Caríssimo, tudo bem? O Dunga é um chato, uma mala. Jogou pacas em na Copa de 94, todo mundo gosta dele. E o sujeito insiste no rancor, no ódio, na vingança. Pior é que ele tem grana pra pagar tratamento, ir num analista - no de Bagé, que seja. Não cairei nesta armadilha de torcer para um time cujo técnico quer vencer para se vingar de todos nós. Ao vencedor, as batatas. abs,

Fernando Molica
22 de maio de 2010

Caríssimo Molica, Saúde, paz e sorte! Como sempre um texto maravilhoso, uma análise competente, um julgamento justo. Lantejolas à parte, estamos chovendo no molhado. Fiquei sabendo pelo jornalista Guilherme Fiúza, em entrevista ao Jô Soares, que Dunga também resolveu ser censor. Ameaça (já disse inclusive que não quer), ele Dunga, impedir o pessoal do Casseta&Planeta que cobrir a Copa (acredito que Dunga se refira a não cobrir a participação da Seleção Brasileira), o que já é uma prova de que Dunga traz o ranço da vingança. Cabe aqui a pergunta: – Dunga tem todo esse poder de 'ditador militar' - tipo aquele que queria escolher a seleção pelo João "Sem Medo" Saldanha? Se conquistar o hexa dá pra engolir o técnico, mas dá pra engolir o ditador.

Dados apresentados:
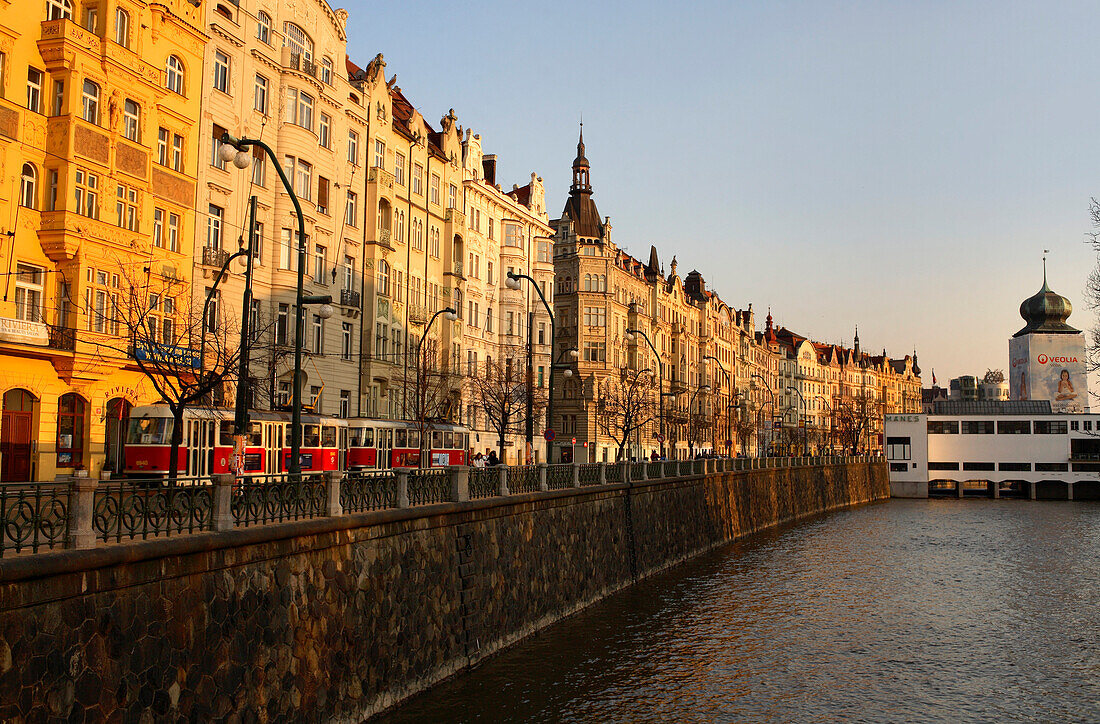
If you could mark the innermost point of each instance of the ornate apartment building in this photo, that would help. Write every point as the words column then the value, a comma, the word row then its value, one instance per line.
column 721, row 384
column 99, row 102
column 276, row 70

...

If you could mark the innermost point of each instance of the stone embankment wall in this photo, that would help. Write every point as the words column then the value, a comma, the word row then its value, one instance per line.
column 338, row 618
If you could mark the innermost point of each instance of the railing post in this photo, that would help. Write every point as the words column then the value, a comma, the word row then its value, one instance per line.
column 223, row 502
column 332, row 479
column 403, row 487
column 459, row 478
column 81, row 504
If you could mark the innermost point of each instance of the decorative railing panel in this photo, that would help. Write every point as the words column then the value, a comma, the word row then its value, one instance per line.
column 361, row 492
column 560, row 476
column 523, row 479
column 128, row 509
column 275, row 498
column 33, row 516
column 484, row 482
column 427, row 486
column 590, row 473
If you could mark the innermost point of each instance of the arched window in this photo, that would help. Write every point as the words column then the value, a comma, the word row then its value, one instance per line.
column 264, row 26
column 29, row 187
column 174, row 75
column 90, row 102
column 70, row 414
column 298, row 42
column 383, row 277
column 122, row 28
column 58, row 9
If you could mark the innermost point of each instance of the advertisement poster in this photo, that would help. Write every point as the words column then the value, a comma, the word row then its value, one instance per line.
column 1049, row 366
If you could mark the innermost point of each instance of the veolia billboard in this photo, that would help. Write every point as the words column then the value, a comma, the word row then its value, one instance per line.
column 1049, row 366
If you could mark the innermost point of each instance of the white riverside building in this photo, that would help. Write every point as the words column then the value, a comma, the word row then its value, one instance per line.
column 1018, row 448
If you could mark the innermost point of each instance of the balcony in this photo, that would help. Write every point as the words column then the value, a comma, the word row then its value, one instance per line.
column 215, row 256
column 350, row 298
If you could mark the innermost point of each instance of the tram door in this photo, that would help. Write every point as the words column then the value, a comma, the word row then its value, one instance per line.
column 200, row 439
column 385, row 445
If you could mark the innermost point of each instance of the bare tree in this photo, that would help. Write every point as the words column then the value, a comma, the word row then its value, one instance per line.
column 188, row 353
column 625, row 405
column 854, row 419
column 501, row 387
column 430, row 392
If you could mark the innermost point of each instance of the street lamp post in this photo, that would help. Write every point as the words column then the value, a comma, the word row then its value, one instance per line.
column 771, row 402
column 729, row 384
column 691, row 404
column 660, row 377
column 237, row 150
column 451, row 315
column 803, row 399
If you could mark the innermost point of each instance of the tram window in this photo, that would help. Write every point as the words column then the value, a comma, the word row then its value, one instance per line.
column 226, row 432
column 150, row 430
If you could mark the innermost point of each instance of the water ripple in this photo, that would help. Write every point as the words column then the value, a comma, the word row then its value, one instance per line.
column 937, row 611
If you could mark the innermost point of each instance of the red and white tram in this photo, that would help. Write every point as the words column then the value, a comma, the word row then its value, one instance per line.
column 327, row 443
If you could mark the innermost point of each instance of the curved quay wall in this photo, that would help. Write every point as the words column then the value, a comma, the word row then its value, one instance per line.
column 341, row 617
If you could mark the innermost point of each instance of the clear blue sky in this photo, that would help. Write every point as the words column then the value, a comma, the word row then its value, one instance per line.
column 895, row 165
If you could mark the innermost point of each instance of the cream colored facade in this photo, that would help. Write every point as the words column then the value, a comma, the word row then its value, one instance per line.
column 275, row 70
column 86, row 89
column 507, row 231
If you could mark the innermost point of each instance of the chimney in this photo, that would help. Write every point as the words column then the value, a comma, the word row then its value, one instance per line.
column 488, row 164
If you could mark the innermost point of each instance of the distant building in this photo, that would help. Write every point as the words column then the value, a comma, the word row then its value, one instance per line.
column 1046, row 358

Exercícios propostos:
1. No texto sobre o Dunga, com qual jornalista, em entrevista ao Jô Soares, quem escreve o segundo comentário soube que o técnico resolveu ser censor?
2. Estenda o texto sobre o Dunga a partir do ponto em que ele termina.

Respostas por tarefa:
1. Com o jornalista Guilherme Fiúza.

2.
Miro Lopes
12 de maio de 2010

Caríssimo: claro que autores, críticos, professores e leitores têm diferentes (embora não excludentes) papéis. Não defendo uma literatura voltada para o gosto de um suposto leitor médio, livros voltados apenas para o já conhecido e repetido. Apenas acho curioso que estejamos construindo um - vá lá - universo literário sem considerar a presença do leitor. Tentando ser mais específico: a ausência de um público regular para a produção brasileira contemporânea parece não incomodar o tal universo. Acho que esta discussão deveria estar mais presente; ela passa, inclusive, pela formação dos professores de Letras. Abraços.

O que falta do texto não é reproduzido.